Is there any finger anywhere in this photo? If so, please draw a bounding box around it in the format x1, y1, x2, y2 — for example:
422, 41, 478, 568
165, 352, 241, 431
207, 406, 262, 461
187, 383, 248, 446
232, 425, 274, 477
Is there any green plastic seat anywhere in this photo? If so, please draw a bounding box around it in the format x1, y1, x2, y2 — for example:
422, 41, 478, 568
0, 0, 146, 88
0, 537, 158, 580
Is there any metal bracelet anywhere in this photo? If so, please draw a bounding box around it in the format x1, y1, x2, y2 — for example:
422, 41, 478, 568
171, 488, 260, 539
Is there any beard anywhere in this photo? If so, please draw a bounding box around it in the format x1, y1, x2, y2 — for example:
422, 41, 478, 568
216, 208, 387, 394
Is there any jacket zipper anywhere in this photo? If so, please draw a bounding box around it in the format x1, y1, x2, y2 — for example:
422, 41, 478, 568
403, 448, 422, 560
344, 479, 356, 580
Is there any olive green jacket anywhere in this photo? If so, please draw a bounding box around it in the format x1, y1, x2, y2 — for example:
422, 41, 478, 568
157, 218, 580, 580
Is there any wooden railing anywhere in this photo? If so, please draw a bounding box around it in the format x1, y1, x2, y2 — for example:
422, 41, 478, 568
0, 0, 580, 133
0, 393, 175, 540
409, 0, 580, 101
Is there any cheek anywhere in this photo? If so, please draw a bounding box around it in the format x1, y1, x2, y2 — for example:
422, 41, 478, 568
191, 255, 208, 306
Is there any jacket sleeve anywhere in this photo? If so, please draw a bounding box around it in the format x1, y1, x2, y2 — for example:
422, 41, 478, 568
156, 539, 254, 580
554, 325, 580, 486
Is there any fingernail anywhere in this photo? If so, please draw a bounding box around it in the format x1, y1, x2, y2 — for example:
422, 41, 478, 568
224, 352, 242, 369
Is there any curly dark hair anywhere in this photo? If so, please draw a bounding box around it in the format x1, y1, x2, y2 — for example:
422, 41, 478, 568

▬▬▬▬▬▬

> THE EXERCISE
Convert every line from the one containing "Is there any jacket zipper" through the final line into a numbered list, including both of those lines and leaving out any blank lines.

> SOLUTION TO THIS TASK
1. Is there any jacket zipper anywhere in this photo? If so, please draw a bounding box around it in the format x1, y1, x2, y2 — for example:
2. 422, 41, 478, 568
3. 403, 448, 422, 560
4. 344, 479, 356, 580
5. Is there any olive green jacket anywhere in this photo? If so, please draw a bounding box around it in the format x1, y1, x2, y2 — for example:
6. 422, 41, 478, 568
7. 157, 218, 580, 580
8. Is there any wooden railing anywhere in this photo? If so, please draw a bounding box around it in the format x1, y1, x2, y2 — for example:
9. 422, 41, 478, 568
10. 0, 0, 580, 133
11. 0, 393, 175, 540
12. 409, 0, 580, 101
13. Is there any cheek anywhere in this photo? If so, please draw a bounding box around it in the format x1, y1, x2, y2 — for example:
14. 422, 41, 478, 568
15. 191, 255, 208, 306
16. Is there any jacket sleeve anywhere in this photo? If so, please draw a bounding box around it in the format x1, y1, x2, y2 — for example:
17. 422, 41, 478, 568
18. 156, 539, 254, 580
19. 554, 325, 580, 486
20. Is there any fingernail anywhere in this photo? If so, please draw a bounding box around it in the format x1, y1, x2, y2 — for example:
21. 422, 41, 478, 568
22. 224, 352, 242, 369
23. Is there any curly dark hair anywhere in this photo? If so, please draw a bounding box around it in the format x1, y1, x2, y2 — for example:
24. 422, 41, 478, 568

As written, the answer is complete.